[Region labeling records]
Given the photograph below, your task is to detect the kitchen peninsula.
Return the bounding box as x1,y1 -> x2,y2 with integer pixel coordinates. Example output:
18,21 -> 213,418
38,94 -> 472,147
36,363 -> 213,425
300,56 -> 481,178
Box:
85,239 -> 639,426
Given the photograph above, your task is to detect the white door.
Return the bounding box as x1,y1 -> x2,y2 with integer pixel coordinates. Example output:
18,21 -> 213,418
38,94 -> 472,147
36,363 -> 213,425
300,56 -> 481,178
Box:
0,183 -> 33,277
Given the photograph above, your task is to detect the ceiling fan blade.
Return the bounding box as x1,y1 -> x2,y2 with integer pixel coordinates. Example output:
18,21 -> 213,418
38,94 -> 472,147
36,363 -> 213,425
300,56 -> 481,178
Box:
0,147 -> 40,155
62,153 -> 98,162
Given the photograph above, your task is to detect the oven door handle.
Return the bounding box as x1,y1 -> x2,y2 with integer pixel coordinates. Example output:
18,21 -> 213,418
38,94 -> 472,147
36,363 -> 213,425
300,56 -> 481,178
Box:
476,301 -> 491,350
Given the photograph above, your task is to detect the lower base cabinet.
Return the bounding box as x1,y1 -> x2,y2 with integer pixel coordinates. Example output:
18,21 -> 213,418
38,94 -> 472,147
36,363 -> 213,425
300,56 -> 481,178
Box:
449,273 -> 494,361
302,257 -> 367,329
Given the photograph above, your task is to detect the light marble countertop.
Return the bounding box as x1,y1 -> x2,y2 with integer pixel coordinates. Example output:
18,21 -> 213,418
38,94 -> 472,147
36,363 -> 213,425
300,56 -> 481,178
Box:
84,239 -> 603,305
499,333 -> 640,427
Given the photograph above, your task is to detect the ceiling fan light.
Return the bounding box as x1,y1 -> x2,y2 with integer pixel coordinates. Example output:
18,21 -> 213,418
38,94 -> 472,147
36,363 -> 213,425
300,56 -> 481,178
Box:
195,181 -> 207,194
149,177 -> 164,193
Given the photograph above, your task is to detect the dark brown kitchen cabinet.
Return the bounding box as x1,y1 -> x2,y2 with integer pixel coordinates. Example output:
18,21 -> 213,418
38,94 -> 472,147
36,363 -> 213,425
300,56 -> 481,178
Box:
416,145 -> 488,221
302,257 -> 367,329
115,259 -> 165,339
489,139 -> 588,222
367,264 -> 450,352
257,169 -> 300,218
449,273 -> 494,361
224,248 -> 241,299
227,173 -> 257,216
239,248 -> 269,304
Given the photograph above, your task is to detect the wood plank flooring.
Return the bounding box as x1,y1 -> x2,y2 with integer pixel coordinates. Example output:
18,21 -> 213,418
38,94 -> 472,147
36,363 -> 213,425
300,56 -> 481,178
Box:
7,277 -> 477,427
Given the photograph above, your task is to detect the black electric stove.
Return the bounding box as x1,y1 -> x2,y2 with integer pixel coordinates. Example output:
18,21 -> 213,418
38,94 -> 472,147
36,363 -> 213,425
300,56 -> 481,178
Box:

### The exercise
Please write out all the items above again, swapping every "photograph" for "image" and leaving everything else unchanged.

### The reply
Given the image below, your task is to detect the kitchen peninsula.
Return the bounding box as x1,y1 -> x2,y2 with integer pixel coordinates. Example output:
18,21 -> 213,418
38,94 -> 472,147
36,363 -> 213,425
300,56 -> 481,178
Box:
85,239 -> 639,426
Given the image above, your task is to detect the white door.
Return the bounding box as x1,y1 -> x2,y2 with integer pixel coordinates. Example output:
18,21 -> 213,418
38,94 -> 472,147
36,363 -> 213,425
300,56 -> 481,178
Box:
0,183 -> 33,277
Given the image above, your task is to detect the ceiling fan blade.
Return the bounding box as x1,y1 -> x2,y2 with integer pixel coordinates. Example output:
18,21 -> 213,418
38,94 -> 472,147
36,363 -> 213,425
300,56 -> 481,178
Box:
0,147 -> 40,155
62,153 -> 98,162
Given the image above, your task is to detect the oven door handle.
Return the bounding box as x1,y1 -> x2,y2 with integer pixel coordinates. Example output:
18,21 -> 213,418
38,94 -> 472,147
36,363 -> 213,425
300,56 -> 481,178
Box:
476,301 -> 491,350
Given the image above, your task is to detect the lower base cabinet.
Return the bounding box as x1,y1 -> x2,y2 with integer pixel coordinates. Example output:
18,21 -> 213,418
38,94 -> 472,147
36,363 -> 213,425
300,56 -> 481,178
Box:
449,273 -> 494,361
302,257 -> 367,329
Given the image above, your task is to detect the light marble countertop.
Return the bounding box as x1,y1 -> x2,y2 with integer pixel coordinates. Example output:
18,21 -> 213,418
38,94 -> 472,147
36,363 -> 213,425
300,56 -> 481,178
Box:
84,239 -> 603,305
499,333 -> 640,427
Given the image above, your task is to detect the ceiling fan light.
Return the bounding box as x1,y1 -> x2,y2 with integer pixel coordinates. Example output:
18,21 -> 213,418
38,94 -> 472,147
36,363 -> 213,425
300,56 -> 481,178
Box:
195,181 -> 207,194
149,177 -> 164,193
Given the image above, your task is to detect the dark brown kitchen cabinet.
Return the bounding box as x1,y1 -> x2,y2 with integer pixel coordinates. Example output:
18,21 -> 213,418
38,94 -> 472,147
36,363 -> 213,425
300,56 -> 481,178
Box:
416,145 -> 488,221
302,257 -> 367,329
115,259 -> 165,339
489,139 -> 588,222
367,264 -> 450,352
257,169 -> 300,218
449,273 -> 494,361
224,248 -> 241,299
227,173 -> 257,216
239,248 -> 269,304
Given the image above, your task is to detect the wood plank flooring.
Return the bounding box as x1,y1 -> x2,y2 with integer pixel coordinates. Example output:
18,21 -> 213,418
38,94 -> 472,147
36,363 -> 213,425
300,56 -> 481,178
Box:
7,277 -> 477,427
Given the image above, your task is to detect the black electric stove.
Return the bounding box as x1,y1 -> x2,y2 with integer pixel coordinates. Example output:
18,21 -> 213,418
38,94 -> 472,147
36,363 -> 213,425
300,56 -> 481,178
Box:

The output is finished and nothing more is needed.